** BEGIN Supplied entries **

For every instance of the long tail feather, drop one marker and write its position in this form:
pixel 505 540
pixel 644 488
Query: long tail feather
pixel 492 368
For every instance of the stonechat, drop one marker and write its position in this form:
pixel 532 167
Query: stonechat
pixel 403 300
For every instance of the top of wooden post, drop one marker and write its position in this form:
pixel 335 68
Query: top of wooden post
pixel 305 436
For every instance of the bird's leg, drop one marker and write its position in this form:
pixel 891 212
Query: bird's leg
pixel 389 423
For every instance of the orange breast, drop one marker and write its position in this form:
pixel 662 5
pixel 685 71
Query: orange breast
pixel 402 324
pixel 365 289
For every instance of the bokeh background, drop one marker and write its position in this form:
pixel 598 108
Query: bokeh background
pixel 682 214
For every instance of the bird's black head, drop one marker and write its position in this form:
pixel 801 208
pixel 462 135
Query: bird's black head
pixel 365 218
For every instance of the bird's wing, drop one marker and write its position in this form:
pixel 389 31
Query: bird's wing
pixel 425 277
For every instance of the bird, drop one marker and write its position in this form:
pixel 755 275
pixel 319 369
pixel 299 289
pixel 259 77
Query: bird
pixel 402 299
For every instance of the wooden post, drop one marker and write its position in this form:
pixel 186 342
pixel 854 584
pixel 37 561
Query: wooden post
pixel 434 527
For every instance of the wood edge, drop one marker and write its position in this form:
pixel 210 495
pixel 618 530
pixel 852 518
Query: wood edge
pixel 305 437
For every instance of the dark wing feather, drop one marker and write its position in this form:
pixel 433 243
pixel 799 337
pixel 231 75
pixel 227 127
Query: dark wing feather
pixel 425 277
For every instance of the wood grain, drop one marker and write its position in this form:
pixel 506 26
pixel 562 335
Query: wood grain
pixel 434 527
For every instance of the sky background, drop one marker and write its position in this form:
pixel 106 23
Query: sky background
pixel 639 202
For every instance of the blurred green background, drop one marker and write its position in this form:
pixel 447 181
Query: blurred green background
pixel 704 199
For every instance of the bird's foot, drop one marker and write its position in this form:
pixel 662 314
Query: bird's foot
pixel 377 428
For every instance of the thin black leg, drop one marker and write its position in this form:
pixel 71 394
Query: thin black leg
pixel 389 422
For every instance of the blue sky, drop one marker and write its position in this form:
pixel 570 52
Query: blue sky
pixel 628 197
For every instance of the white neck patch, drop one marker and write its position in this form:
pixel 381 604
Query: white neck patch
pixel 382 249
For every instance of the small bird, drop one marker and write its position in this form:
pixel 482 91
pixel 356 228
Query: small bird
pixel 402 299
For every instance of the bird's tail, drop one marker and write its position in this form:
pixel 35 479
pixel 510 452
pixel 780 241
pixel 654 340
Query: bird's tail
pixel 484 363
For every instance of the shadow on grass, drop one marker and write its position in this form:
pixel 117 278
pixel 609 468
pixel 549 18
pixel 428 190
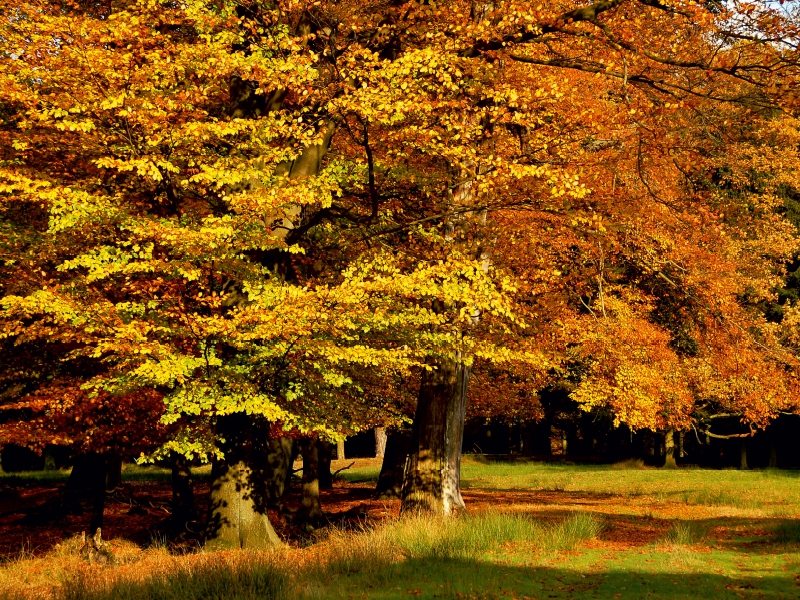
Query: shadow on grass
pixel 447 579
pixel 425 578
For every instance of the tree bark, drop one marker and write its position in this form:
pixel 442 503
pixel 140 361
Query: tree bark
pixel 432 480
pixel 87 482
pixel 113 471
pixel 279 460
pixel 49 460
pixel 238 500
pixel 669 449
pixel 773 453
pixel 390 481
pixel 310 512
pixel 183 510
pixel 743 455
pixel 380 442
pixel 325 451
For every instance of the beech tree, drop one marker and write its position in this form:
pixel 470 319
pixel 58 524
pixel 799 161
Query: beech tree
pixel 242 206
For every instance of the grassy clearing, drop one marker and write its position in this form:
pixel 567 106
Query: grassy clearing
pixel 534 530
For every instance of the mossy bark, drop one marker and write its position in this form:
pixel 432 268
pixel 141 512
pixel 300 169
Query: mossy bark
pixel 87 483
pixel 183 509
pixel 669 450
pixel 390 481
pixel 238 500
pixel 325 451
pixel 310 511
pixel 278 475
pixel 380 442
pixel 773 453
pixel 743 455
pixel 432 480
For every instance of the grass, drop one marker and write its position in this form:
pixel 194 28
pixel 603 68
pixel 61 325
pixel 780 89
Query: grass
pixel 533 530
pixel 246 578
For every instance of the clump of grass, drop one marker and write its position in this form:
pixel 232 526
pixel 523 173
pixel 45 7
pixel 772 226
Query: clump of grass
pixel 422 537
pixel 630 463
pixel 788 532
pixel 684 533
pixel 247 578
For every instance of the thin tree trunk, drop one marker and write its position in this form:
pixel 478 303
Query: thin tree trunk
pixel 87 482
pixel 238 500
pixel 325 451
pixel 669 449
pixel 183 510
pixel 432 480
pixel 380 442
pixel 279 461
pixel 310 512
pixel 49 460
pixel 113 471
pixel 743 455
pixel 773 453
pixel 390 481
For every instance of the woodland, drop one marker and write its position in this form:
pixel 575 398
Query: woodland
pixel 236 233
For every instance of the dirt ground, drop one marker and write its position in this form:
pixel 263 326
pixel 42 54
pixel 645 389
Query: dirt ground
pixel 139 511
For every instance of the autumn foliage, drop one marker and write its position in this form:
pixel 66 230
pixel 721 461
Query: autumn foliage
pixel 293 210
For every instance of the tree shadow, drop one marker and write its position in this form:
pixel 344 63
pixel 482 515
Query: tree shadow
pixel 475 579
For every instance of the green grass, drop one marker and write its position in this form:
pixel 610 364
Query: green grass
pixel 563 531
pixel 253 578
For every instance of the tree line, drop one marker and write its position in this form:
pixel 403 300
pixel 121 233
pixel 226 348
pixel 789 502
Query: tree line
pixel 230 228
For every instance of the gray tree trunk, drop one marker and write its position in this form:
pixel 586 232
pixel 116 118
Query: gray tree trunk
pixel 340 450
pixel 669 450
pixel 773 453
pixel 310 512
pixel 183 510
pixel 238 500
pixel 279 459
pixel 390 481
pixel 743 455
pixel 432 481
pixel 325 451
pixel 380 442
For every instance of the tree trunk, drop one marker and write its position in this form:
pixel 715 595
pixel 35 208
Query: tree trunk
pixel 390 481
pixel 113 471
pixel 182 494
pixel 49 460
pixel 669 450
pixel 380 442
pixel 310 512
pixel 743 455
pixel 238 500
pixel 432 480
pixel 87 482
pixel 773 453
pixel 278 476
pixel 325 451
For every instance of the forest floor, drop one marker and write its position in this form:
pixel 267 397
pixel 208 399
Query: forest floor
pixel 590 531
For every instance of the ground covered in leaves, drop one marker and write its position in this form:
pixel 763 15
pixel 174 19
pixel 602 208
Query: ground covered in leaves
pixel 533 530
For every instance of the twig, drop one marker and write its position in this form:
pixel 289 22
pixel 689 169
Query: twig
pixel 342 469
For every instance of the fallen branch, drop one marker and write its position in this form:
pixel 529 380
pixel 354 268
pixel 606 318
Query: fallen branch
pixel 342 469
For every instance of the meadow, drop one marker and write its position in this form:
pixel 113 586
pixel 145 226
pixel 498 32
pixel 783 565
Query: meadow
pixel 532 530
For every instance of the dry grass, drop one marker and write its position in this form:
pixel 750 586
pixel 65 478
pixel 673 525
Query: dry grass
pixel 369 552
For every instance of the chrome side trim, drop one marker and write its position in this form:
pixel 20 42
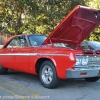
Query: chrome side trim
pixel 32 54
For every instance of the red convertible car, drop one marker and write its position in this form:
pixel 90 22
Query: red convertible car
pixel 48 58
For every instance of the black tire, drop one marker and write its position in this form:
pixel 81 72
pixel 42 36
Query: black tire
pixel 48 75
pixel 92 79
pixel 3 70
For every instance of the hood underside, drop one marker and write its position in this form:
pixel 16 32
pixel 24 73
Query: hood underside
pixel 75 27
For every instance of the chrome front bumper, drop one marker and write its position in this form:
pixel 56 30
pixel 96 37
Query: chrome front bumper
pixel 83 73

** END Supplied entries **

Work to be completed – Recast all the rows above as a JSON list of strings, one string per line, skipping blank lines and leaving out the pictures.

Response to this task –
[
  "For every instance of the long tail feather, drop one marker and write its position in this form:",
  "pixel 505 540",
  "pixel 644 488",
  "Query: long tail feather",
  "pixel 492 368",
  "For every instance of the stonechat, drop one marker and write its position in this form:",
  "pixel 532 167",
  "Query: stonechat",
  "pixel 403 300",
  "For every instance of the top of wooden post, drop one marker and write its position in this form:",
  "pixel 335 68",
  "Query: top of wooden post",
  "pixel 305 436",
  "For every instance of the bird's leg, drop one marker and write its position in this form:",
  "pixel 891 212",
  "Query: bird's leg",
  "pixel 389 423",
  "For every instance of the orange breast, drop one marker and write its position in this form:",
  "pixel 662 5",
  "pixel 685 71",
  "Query: orange breast",
  "pixel 402 324",
  "pixel 365 289",
  "For every instance of the bokeh background, drop one marker and write its position in this form:",
  "pixel 598 108",
  "Query: bokeh background",
  "pixel 682 214",
  "For every instance of the bird's black head, drop one marker and write its position in this form:",
  "pixel 801 208",
  "pixel 462 135",
  "Query: bird's black head",
  "pixel 365 218",
  "For every instance of the bird's wing, drop one marker and write its position in this form:",
  "pixel 389 31",
  "Query: bird's wing",
  "pixel 425 277",
  "For every instance of the bird, drop one marker and write its position in this form:",
  "pixel 755 275",
  "pixel 319 369",
  "pixel 299 289",
  "pixel 259 77",
  "Query: bird",
  "pixel 402 299",
  "For every instance of the wooden post, drop one marker and write its position in this form:",
  "pixel 186 342",
  "pixel 854 584",
  "pixel 37 561",
  "Query: wooden post",
  "pixel 434 527",
  "For every instance of the wood edge, drop one marker and write its position in this form:",
  "pixel 210 495",
  "pixel 618 530",
  "pixel 852 518",
  "Query: wood edge",
  "pixel 305 437",
  "For every instance of the dark wing feather, drop one marker and write its position in this form:",
  "pixel 433 243",
  "pixel 799 337",
  "pixel 231 75",
  "pixel 227 127",
  "Query: dark wing feather",
  "pixel 425 277",
  "For every instance of the wood grain, drop one marker and write its position in this form:",
  "pixel 506 26",
  "pixel 562 335",
  "Query: wood grain",
  "pixel 434 527",
  "For every instance of the sky background, drop one marker and write its position in this form:",
  "pixel 106 23",
  "Query: sky background",
  "pixel 639 202",
  "For every instance of the blurred green background, drop one marker and write its position in this form:",
  "pixel 447 181",
  "Query: blurred green background",
  "pixel 704 199",
  "For every instance of the bird's foot, drop one marker and write its position in this form:",
  "pixel 662 314",
  "Query: bird's foot",
  "pixel 377 428",
  "For every instance of the thin black leg, drop one marker and write its position in this form:",
  "pixel 71 394",
  "Query: thin black leg",
  "pixel 389 422",
  "For every instance of the blue sky, drop one marker and write its position in this form:",
  "pixel 570 52",
  "Query: blue sky",
  "pixel 628 197",
  "For every instance of the white neck patch, drop one marker and write its position in this form:",
  "pixel 381 604",
  "Query: white neck patch",
  "pixel 382 249",
  "For every instance of the small bird, drop one marker and write its position in this form:",
  "pixel 482 91",
  "pixel 356 228",
  "Query: small bird",
  "pixel 402 299",
  "For every instance of the bird's tail, drop one marker and write its position in this form:",
  "pixel 35 479",
  "pixel 510 452",
  "pixel 780 241",
  "pixel 654 340",
  "Query: bird's tail",
  "pixel 484 363",
  "For every instance of the shadow on grass, drop one marker and write its position in this form:",
  "pixel 117 278",
  "pixel 609 468",
  "pixel 549 18",
  "pixel 428 190",
  "Query: shadow on grass",
  "pixel 447 579",
  "pixel 425 578",
  "For every instance of the tree bark, drop one marker and write its position in this form:",
  "pixel 442 503",
  "pixel 140 361",
  "Query: tree bark",
  "pixel 432 480",
  "pixel 87 482",
  "pixel 113 471",
  "pixel 279 460",
  "pixel 49 460",
  "pixel 238 500",
  "pixel 669 449",
  "pixel 773 453",
  "pixel 390 481",
  "pixel 310 512",
  "pixel 183 510",
  "pixel 743 455",
  "pixel 380 442",
  "pixel 325 451",
  "For every instance of the beech tree, drop one marker and write its position in this form:",
  "pixel 470 319",
  "pixel 58 524",
  "pixel 799 161",
  "Query: beech tree",
  "pixel 242 206",
  "For every instance of the grassy clearing, drop one marker and write its position in this form:",
  "pixel 567 106",
  "Query: grassy clearing",
  "pixel 534 530",
  "For every instance of the mossy bark, drop one marker and write its position in this form:",
  "pixel 432 268",
  "pixel 141 512",
  "pixel 300 169",
  "Query: mossy bark",
  "pixel 87 483",
  "pixel 183 509",
  "pixel 669 450",
  "pixel 390 481",
  "pixel 238 500",
  "pixel 325 451",
  "pixel 310 511",
  "pixel 278 475",
  "pixel 380 442",
  "pixel 773 453",
  "pixel 743 455",
  "pixel 432 480",
  "For every instance of the grass, drop one marker and write its position in this form:",
  "pixel 194 28",
  "pixel 603 68",
  "pixel 61 325",
  "pixel 780 89",
  "Query: grass",
  "pixel 533 530",
  "pixel 246 578",
  "For every instance of the clump of grass, drop one marker and write its position in this form:",
  "pixel 232 526",
  "pixel 523 173",
  "pixel 45 7",
  "pixel 772 226",
  "Query: clump of grass",
  "pixel 422 537",
  "pixel 630 463",
  "pixel 788 532",
  "pixel 684 533",
  "pixel 247 578",
  "For every instance of the thin tree trunk, drop one marker and write its position in this form:",
  "pixel 478 303",
  "Query: thin tree trunk",
  "pixel 87 482",
  "pixel 238 500",
  "pixel 325 451",
  "pixel 669 449",
  "pixel 183 510",
  "pixel 432 480",
  "pixel 380 442",
  "pixel 279 461",
  "pixel 310 512",
  "pixel 49 460",
  "pixel 113 471",
  "pixel 743 455",
  "pixel 773 453",
  "pixel 390 481",
  "For every instance of the woodland, drop one marker and write its position in this form:",
  "pixel 575 398",
  "Query: woodland",
  "pixel 236 233",
  "For every instance of the dirt ground, drop one marker and write its position in this form:",
  "pixel 263 326",
  "pixel 42 54",
  "pixel 645 389",
  "Query: dirt ground",
  "pixel 139 511",
  "For every instance of the autumn foliage, drop one marker and write its position in this form:",
  "pixel 66 230",
  "pixel 721 461",
  "Query: autumn foliage",
  "pixel 293 210",
  "For every instance of the tree shadow, drop one marker and write its position in this form:",
  "pixel 344 63",
  "pixel 482 515",
  "Query: tree shadow",
  "pixel 475 579",
  "For every instance of the green grass, drop one marker and write its position in this form:",
  "pixel 610 364",
  "Query: green grass",
  "pixel 563 531",
  "pixel 253 578",
  "For every instance of the tree line, drop one marker and write its position in this form:",
  "pixel 403 300",
  "pixel 121 233",
  "pixel 226 348",
  "pixel 789 502",
  "Query: tree line",
  "pixel 230 228",
  "For every instance of the gray tree trunk, drop one marker and write its position in this form:",
  "pixel 586 232",
  "pixel 116 118",
  "Query: gray tree trunk",
  "pixel 340 450",
  "pixel 669 450",
  "pixel 773 453",
  "pixel 310 512",
  "pixel 183 510",
  "pixel 238 500",
  "pixel 279 459",
  "pixel 390 481",
  "pixel 743 455",
  "pixel 432 481",
  "pixel 325 451",
  "pixel 380 442",
  "For every instance of the tree trunk, drop one marker and write its position in this form:",
  "pixel 715 595",
  "pixel 35 208",
  "Query: tree trunk",
  "pixel 390 481",
  "pixel 113 471",
  "pixel 182 494",
  "pixel 49 460",
  "pixel 669 450",
  "pixel 380 442",
  "pixel 310 512",
  "pixel 743 455",
  "pixel 238 500",
  "pixel 432 480",
  "pixel 87 482",
  "pixel 773 453",
  "pixel 278 476",
  "pixel 325 451",
  "For every instance of the forest floor, drop one marker and write its position in this form:",
  "pixel 267 397",
  "pixel 208 399",
  "Query: forest floor",
  "pixel 590 531",
  "For every instance of the ground covered in leaves, drop one marker and write its position in this form:",
  "pixel 763 15",
  "pixel 174 19",
  "pixel 602 208",
  "Query: ground covered in leaves",
  "pixel 533 530",
  "For every instance of the twig, drop one marker and write its position in this form:",
  "pixel 289 22",
  "pixel 689 169",
  "Query: twig",
  "pixel 342 469",
  "For every instance of the fallen branch, drop one marker and write its position in this form:",
  "pixel 529 380",
  "pixel 354 268",
  "pixel 606 318",
  "Query: fallen branch",
  "pixel 342 469",
  "For every instance of the meadow, drop one marker and write its position in this form:",
  "pixel 113 586",
  "pixel 145 226",
  "pixel 498 32",
  "pixel 783 565",
  "Query: meadow",
  "pixel 532 530",
  "For every instance of the dry grass, drop one marker and write its position in this form:",
  "pixel 750 586",
  "pixel 65 478",
  "pixel 673 525",
  "Query: dry grass",
  "pixel 369 552",
  "For every instance of the chrome side trim, drop one marker and write its position in this form:",
  "pixel 20 42",
  "Query: chrome side trim",
  "pixel 32 54",
  "For every instance of the red convertible car, drop one marker and write its position in this form:",
  "pixel 90 22",
  "Query: red convertible car",
  "pixel 48 58",
  "For every instance of the black tire, drop one marker and write its position in this form:",
  "pixel 81 72",
  "pixel 42 36",
  "Query: black tire",
  "pixel 48 75",
  "pixel 92 79",
  "pixel 3 70",
  "For every instance of the hood underside, drop one marker and write its position in this form:",
  "pixel 16 32",
  "pixel 24 73",
  "Query: hood underside",
  "pixel 75 27",
  "For every instance of the chrome front bumper, drop one marker and write its position in this form:",
  "pixel 56 30",
  "pixel 96 37",
  "Query: chrome front bumper",
  "pixel 83 73"
]